== GIVEN RECORDS ==

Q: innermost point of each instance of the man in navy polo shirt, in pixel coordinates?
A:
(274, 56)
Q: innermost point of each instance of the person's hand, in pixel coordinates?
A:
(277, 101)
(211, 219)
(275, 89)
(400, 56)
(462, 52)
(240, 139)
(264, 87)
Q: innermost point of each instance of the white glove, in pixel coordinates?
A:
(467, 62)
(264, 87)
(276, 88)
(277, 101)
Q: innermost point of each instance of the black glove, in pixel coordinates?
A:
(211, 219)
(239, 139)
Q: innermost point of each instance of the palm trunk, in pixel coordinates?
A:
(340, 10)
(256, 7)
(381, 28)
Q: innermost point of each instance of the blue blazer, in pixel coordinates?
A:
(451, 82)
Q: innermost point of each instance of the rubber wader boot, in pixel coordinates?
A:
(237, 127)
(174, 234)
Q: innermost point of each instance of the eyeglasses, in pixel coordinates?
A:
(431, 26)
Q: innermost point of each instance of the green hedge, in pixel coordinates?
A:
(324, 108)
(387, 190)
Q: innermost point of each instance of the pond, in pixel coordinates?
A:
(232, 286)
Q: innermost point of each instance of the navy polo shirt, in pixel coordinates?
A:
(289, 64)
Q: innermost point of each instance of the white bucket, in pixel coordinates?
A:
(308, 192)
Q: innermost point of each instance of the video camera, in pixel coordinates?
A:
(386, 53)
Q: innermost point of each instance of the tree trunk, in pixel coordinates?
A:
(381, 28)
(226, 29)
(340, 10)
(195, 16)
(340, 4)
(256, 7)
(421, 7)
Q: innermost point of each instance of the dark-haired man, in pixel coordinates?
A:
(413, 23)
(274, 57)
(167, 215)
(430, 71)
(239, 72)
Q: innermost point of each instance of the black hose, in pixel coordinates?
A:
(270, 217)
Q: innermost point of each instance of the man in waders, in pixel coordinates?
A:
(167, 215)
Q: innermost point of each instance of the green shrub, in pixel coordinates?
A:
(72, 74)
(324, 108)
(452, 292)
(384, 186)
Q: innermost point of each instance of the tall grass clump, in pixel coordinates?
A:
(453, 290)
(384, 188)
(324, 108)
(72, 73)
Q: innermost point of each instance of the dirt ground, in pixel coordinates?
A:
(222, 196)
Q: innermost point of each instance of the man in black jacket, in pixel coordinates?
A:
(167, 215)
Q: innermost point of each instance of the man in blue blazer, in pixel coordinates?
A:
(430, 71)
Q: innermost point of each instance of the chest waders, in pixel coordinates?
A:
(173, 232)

===

PROBLEM DESCRIPTION
Write out all of the lines again, substituting "deepest interior point" for every occurrence of "innermost point" and leaving everything else unchanged.

FINAL RESULT
Q: deepest interior point of each instance of the man in navy polo shirt, in pixel coordinates?
A:
(274, 56)
Q: deepest interior point of each instance of the person's hand, in pixel coordinates?
A:
(277, 101)
(211, 219)
(275, 89)
(400, 56)
(462, 52)
(240, 139)
(264, 87)
Q: deepest interior point of each instance of the white glove, in pixel coordinates?
A:
(467, 62)
(264, 87)
(276, 88)
(277, 101)
Q: deepest interior point of each instance of the black glove, in pixel coordinates?
A:
(211, 219)
(239, 139)
Q: deepest interior point of each instance of the palm trunk, in pixel coordinates?
A:
(340, 10)
(256, 7)
(381, 28)
Q: deepest interior point of each instance of the blue blazer, in pixel coordinates?
A:
(451, 82)
Q: deepest interior point of each instance of the rubber wader boot, in pixel coordinates?
A:
(237, 127)
(174, 234)
Q: deepest interior point of each instance of the eyeglasses, in pixel coordinates?
A:
(431, 26)
Q: deepest interior point of each instance of the green hedge, in pixel coordinates?
A:
(324, 108)
(387, 190)
Q: deepest interior point of each instance of the pond, in pixel coordinates?
A:
(232, 286)
Q: deepest interior point of each instance of the navy polo shirt, in pixel coordinates?
A:
(289, 64)
Q: deepest interior point of each instance of the white bucket, in pixel coordinates?
A:
(308, 192)
Q: deepest interior point of each instance of the video camera, in pixel coordinates?
A:
(386, 53)
Q: deepest interior point of each instance of the tree trunk, in pixel coordinates?
A:
(381, 28)
(226, 29)
(340, 10)
(195, 16)
(340, 4)
(256, 7)
(421, 7)
Q: deepest interior point of each instance of the dark-haired man, in pixel coordinates?
A:
(413, 23)
(274, 57)
(167, 215)
(430, 71)
(239, 72)
Q: deepest interior point of each instance of the black hose, in pixel coordinates?
A:
(270, 217)
Q: deepest interior point of each instance of the man in waders, in pixel coordinates?
A:
(167, 215)
Q: deepest interior point of each instance of the green shrub, in pixel coordinates?
A:
(72, 74)
(324, 108)
(452, 292)
(384, 186)
Q: deepest interior point of each instance of the tall grass clump, in pixel coordinates?
A:
(453, 290)
(384, 188)
(324, 108)
(72, 73)
Q: deepest interior point of each instance of the dirt ground, in pixel coordinates?
A:
(222, 196)
Q: deepest interior point of each instance of the man in black jacket, in pixel coordinates?
A:
(167, 215)
Q: deepest interior point of each instance of the man in blue blazer, in pixel coordinates?
A:
(430, 71)
Q: deepest interior point of each instance of the chest waders, in pixel coordinates?
A:
(173, 232)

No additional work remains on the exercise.